--- Start DATASET EXTRACT ---

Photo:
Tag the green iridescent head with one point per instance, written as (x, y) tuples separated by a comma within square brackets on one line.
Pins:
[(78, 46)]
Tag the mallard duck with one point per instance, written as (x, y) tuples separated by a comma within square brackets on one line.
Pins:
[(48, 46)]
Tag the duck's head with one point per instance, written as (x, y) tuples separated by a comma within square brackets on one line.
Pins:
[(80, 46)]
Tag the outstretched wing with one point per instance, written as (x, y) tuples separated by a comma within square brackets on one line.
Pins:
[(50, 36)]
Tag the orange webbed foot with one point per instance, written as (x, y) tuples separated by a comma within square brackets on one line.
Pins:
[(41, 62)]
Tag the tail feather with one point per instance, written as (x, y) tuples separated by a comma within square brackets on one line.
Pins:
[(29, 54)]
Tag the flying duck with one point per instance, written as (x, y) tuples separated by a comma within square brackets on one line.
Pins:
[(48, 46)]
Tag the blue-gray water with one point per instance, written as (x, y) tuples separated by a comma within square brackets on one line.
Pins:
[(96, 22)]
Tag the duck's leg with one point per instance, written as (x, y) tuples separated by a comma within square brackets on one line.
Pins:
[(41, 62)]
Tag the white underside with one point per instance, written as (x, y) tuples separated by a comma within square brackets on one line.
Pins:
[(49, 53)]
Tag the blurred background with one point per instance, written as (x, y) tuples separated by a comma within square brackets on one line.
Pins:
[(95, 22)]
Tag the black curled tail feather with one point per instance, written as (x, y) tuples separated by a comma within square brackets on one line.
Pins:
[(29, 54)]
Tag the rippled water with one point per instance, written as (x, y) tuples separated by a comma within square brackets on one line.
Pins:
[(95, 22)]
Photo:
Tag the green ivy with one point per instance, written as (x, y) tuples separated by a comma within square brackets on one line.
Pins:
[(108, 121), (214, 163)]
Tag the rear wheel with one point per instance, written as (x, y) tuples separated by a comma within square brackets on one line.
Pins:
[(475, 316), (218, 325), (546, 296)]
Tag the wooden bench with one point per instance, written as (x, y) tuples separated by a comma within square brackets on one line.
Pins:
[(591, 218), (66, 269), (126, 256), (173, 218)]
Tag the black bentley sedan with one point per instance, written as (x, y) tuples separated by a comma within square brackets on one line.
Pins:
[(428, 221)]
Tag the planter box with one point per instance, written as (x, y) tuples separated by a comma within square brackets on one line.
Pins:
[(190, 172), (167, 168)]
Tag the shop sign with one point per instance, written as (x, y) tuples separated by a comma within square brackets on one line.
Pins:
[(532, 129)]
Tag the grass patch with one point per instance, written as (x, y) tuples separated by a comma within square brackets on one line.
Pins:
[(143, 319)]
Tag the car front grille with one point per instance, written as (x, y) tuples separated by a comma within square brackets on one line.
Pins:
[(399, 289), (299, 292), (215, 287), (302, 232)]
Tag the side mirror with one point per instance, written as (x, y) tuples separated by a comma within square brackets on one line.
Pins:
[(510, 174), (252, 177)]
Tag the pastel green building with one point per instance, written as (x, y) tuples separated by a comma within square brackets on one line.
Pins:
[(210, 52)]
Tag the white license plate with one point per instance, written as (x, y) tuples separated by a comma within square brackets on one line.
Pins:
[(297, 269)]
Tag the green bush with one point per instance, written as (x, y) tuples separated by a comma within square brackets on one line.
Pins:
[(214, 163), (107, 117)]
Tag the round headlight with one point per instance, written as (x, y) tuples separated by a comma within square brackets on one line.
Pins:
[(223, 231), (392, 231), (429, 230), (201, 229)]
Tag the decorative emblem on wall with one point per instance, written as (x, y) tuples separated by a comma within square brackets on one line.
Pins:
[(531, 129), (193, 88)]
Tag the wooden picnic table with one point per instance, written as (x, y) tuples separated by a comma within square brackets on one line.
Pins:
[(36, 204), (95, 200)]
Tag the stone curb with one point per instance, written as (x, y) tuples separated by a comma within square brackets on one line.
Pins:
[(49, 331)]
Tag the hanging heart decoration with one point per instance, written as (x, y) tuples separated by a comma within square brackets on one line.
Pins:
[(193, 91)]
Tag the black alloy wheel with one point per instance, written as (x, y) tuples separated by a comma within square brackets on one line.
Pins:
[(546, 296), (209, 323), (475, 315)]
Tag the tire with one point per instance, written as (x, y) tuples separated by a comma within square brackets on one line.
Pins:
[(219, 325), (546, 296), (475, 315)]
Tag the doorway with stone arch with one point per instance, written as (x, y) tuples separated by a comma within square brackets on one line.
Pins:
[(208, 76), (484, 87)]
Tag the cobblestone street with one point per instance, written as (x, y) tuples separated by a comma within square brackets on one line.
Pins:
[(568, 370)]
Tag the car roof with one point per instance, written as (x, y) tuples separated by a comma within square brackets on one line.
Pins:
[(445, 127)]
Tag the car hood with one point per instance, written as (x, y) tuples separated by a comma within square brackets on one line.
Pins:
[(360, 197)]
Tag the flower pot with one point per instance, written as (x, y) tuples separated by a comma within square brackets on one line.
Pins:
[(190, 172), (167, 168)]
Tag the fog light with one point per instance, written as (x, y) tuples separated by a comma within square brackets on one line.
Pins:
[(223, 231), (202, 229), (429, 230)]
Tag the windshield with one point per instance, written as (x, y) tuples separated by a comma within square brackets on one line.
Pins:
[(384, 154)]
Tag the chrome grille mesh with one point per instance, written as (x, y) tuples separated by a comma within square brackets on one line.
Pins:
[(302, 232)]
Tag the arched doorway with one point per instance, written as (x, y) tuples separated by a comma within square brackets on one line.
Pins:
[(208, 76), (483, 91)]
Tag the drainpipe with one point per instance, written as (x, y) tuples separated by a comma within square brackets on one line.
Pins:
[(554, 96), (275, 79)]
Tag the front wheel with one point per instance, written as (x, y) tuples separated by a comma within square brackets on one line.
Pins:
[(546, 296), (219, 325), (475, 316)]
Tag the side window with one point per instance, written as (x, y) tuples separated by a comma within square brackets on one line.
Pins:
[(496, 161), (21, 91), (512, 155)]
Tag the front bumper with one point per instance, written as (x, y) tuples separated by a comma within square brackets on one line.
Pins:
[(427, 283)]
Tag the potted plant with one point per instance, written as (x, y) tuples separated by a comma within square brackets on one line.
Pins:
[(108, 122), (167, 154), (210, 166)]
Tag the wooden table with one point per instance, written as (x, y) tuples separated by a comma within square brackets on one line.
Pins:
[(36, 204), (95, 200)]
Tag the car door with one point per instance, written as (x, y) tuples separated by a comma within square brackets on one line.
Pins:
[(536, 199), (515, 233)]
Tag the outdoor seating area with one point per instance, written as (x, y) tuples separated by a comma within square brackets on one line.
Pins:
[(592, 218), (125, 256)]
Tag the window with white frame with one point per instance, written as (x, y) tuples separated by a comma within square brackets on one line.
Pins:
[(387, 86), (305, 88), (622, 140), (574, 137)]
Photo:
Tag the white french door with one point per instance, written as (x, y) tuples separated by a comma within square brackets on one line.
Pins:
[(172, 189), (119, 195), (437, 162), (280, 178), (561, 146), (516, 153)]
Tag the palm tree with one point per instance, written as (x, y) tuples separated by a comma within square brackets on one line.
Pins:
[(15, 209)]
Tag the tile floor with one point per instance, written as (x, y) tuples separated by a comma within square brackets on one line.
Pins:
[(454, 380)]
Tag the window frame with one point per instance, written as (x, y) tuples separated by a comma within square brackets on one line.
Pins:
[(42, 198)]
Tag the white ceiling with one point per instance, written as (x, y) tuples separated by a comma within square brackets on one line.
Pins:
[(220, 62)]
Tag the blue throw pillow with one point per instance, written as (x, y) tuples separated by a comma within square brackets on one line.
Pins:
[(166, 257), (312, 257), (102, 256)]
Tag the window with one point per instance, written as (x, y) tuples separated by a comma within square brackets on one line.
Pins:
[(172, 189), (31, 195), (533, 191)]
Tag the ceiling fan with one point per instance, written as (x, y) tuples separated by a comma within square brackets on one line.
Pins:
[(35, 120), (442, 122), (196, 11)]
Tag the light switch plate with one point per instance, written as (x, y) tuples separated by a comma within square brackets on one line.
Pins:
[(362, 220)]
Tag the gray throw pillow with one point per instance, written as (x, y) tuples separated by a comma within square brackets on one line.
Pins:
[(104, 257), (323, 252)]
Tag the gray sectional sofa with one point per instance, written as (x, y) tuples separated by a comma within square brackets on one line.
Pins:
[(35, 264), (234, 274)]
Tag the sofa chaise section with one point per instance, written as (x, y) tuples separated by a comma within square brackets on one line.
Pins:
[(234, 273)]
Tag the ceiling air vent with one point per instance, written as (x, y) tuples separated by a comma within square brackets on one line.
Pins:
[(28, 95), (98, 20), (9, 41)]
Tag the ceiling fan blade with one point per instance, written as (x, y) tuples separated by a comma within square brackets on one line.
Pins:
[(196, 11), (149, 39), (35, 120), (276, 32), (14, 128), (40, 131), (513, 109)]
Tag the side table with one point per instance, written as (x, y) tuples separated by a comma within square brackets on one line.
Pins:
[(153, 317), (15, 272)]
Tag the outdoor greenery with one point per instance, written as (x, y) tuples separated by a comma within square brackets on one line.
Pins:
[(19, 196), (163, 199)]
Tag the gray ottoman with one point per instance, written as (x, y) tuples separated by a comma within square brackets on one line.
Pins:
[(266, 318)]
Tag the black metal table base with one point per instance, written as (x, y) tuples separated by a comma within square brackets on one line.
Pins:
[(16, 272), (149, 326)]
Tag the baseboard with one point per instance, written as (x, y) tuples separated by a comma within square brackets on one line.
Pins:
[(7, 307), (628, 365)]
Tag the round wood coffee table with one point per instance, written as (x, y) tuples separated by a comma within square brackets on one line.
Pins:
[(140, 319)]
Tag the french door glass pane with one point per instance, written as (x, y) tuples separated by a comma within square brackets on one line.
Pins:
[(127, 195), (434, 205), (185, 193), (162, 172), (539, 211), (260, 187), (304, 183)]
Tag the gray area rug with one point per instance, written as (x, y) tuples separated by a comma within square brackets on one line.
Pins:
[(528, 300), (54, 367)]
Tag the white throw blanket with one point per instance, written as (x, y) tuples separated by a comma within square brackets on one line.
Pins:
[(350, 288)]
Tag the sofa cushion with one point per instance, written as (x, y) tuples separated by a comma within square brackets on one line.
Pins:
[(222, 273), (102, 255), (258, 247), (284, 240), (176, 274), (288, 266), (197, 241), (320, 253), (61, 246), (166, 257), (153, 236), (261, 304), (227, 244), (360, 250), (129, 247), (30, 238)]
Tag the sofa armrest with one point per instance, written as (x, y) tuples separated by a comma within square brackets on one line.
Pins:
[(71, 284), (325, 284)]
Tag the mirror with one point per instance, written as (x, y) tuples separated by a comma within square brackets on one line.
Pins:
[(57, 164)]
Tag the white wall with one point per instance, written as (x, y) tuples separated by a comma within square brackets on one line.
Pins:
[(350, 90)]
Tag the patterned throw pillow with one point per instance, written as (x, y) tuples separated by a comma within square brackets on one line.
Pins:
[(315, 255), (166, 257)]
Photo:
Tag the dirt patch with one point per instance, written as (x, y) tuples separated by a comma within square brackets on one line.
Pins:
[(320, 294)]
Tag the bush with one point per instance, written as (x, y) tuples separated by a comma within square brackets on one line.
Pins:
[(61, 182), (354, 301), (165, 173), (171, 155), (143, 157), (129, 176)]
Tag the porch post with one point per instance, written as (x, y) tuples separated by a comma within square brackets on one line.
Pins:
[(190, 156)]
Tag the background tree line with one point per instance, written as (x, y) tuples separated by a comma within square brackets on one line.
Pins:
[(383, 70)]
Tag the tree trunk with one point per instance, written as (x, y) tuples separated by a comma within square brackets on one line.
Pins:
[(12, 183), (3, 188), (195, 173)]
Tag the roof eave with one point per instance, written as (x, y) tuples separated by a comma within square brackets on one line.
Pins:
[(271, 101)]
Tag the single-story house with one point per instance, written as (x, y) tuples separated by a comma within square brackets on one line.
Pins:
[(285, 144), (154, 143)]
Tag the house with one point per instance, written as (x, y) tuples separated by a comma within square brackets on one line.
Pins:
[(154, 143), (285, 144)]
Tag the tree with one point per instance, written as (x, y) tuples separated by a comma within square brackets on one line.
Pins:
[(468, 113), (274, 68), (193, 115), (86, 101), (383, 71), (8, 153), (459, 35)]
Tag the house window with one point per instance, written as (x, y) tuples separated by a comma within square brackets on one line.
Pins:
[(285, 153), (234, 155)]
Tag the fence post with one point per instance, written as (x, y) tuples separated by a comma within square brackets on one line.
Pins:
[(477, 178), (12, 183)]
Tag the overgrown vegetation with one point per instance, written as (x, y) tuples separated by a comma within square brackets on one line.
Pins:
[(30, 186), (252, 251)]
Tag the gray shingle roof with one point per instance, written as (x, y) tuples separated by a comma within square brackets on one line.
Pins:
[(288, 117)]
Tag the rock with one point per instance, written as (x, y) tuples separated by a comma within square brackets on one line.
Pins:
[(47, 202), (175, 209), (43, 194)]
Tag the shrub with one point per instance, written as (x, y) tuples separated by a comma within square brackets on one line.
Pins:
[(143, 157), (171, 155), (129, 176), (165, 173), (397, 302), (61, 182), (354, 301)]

--- End DATASET EXTRACT ---

PROBLEM DESCRIPTION —
Transcribe the lines of the records above verbatim, beginning with the line that contains "Tag the front bumper" and continuing up to and including the line that contains "[(427, 283)]".

THE COMPLETED TASK —
Tag the front bumper with one point per instance, written as (x, y) tuples separated by a comma within square brackets on one line.
Pins:
[(427, 283)]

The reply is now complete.